Point localization data

• • • • •

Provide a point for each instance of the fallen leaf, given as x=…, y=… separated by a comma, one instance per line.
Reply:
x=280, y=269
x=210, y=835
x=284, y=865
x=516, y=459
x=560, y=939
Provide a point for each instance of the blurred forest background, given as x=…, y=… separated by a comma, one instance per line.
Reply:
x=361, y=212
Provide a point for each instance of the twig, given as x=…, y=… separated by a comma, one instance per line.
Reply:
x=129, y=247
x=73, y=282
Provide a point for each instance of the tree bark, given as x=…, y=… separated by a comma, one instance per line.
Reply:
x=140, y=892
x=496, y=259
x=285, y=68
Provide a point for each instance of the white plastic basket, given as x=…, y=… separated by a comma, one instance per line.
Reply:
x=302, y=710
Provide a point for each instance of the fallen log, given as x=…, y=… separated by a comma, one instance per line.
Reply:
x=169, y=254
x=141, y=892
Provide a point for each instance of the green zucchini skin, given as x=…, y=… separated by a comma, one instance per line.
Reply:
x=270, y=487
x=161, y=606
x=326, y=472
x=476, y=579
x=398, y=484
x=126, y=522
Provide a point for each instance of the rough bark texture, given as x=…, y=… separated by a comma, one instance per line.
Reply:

• • • • •

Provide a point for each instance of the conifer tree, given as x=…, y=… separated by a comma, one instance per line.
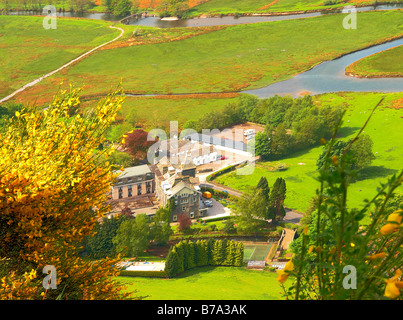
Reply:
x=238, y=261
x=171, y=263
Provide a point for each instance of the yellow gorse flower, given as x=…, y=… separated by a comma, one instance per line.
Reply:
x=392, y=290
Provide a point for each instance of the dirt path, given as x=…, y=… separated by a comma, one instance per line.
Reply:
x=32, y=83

• • • • •

**Assignment:**
Reproduce exactly the section above that begins at the line containing "Provide a point for each instance of the fallen leaf, given" and ends at the line containing "Provide a point for each instance of the tree", leaving out all other lines.

**Answer box:**
Provide a point for each instance of the fallen leaf, given as x=…, y=… separated by a comma, one instance per line.
Reply:
x=280, y=269
x=210, y=835
x=284, y=865
x=516, y=459
x=560, y=939
Provide a point for each instance of the blurred forest background, given as x=…, y=… separated by a comma, one instance per line.
Reply:
x=361, y=212
Provide a point for each instance of the twig, given as x=…, y=… separated by a comma, one instance per line.
Reply:
x=129, y=247
x=73, y=282
Provide a point for each instance of the tree bark, given as x=…, y=… separated by a comma, one instance per line.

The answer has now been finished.